## What the task asks
Count the lines in the listing below that contain the word "yard". Matching is case-sensitive. Reply with the number only.

## Given data
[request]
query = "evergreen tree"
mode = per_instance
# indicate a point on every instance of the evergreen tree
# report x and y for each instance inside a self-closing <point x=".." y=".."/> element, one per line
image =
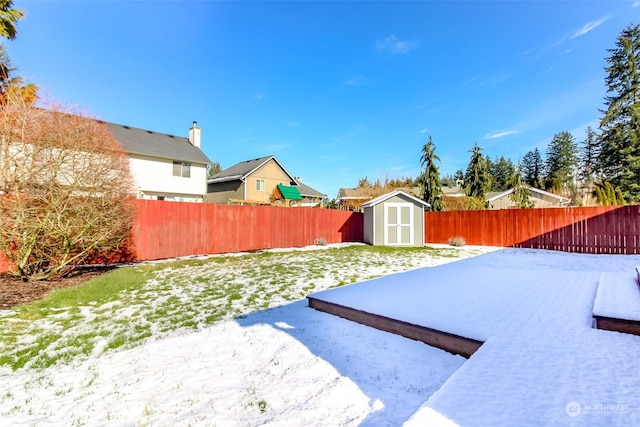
<point x="477" y="178"/>
<point x="502" y="171"/>
<point x="459" y="177"/>
<point x="619" y="159"/>
<point x="606" y="195"/>
<point x="562" y="160"/>
<point x="533" y="168"/>
<point x="520" y="195"/>
<point x="448" y="180"/>
<point x="429" y="180"/>
<point x="589" y="150"/>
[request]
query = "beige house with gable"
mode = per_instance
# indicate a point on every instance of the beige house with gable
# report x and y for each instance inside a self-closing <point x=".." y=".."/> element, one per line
<point x="248" y="182"/>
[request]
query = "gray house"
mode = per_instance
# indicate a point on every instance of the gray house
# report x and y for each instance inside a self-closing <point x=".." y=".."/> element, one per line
<point x="164" y="167"/>
<point x="394" y="219"/>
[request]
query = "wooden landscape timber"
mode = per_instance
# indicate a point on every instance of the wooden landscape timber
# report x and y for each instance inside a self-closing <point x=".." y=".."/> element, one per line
<point x="455" y="344"/>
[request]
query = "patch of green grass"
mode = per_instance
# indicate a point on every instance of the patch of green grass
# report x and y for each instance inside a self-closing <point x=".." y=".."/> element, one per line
<point x="98" y="291"/>
<point x="128" y="305"/>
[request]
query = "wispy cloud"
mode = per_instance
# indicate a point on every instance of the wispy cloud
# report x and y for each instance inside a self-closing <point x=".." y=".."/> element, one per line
<point x="487" y="82"/>
<point x="393" y="44"/>
<point x="588" y="27"/>
<point x="585" y="29"/>
<point x="501" y="133"/>
<point x="272" y="148"/>
<point x="355" y="81"/>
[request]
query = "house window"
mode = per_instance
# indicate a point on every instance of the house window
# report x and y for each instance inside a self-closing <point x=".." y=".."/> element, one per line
<point x="182" y="169"/>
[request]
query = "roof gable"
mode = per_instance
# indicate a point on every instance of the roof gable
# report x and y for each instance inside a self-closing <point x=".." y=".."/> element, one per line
<point x="154" y="144"/>
<point x="387" y="196"/>
<point x="289" y="193"/>
<point x="240" y="171"/>
<point x="493" y="196"/>
<point x="305" y="190"/>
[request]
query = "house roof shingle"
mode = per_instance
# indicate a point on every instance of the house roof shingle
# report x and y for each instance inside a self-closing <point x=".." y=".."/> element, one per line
<point x="307" y="191"/>
<point x="241" y="170"/>
<point x="155" y="144"/>
<point x="290" y="193"/>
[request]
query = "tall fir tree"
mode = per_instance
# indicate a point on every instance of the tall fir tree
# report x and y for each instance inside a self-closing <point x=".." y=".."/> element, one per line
<point x="477" y="179"/>
<point x="533" y="168"/>
<point x="619" y="159"/>
<point x="561" y="162"/>
<point x="589" y="151"/>
<point x="521" y="193"/>
<point x="502" y="171"/>
<point x="429" y="180"/>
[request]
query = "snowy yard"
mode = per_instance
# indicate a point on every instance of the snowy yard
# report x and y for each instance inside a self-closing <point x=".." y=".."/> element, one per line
<point x="273" y="361"/>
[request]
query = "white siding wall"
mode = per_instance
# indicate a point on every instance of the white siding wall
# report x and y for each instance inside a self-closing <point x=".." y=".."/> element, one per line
<point x="153" y="177"/>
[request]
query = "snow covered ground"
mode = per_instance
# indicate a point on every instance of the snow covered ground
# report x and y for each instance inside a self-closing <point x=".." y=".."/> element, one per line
<point x="541" y="364"/>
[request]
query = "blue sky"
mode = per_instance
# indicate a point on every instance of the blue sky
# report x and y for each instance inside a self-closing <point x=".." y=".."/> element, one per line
<point x="336" y="90"/>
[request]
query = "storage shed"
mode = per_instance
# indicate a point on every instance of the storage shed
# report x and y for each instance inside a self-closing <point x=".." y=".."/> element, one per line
<point x="394" y="219"/>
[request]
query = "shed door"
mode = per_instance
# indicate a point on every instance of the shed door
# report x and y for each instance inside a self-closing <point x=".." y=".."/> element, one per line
<point x="398" y="224"/>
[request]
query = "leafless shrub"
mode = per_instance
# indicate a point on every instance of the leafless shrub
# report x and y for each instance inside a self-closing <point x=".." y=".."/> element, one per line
<point x="457" y="241"/>
<point x="320" y="241"/>
<point x="64" y="189"/>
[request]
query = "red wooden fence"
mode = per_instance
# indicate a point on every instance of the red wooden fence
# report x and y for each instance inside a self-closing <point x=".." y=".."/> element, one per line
<point x="602" y="229"/>
<point x="172" y="229"/>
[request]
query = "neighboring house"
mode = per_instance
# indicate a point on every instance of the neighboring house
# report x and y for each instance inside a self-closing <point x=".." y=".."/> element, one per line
<point x="540" y="198"/>
<point x="284" y="195"/>
<point x="165" y="167"/>
<point x="351" y="199"/>
<point x="394" y="219"/>
<point x="249" y="182"/>
<point x="310" y="196"/>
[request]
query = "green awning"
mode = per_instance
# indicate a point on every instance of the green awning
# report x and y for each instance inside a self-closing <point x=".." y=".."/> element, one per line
<point x="289" y="193"/>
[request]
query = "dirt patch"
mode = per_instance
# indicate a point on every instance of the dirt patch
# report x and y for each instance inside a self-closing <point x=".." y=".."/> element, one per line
<point x="14" y="291"/>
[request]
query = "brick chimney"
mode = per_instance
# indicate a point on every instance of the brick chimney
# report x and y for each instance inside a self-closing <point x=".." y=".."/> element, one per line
<point x="195" y="137"/>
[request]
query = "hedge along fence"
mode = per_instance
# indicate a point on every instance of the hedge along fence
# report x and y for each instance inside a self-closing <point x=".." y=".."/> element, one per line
<point x="601" y="229"/>
<point x="172" y="229"/>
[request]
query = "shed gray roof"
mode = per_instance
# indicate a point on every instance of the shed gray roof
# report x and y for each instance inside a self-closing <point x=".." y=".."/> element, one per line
<point x="241" y="170"/>
<point x="154" y="144"/>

## Task solution
2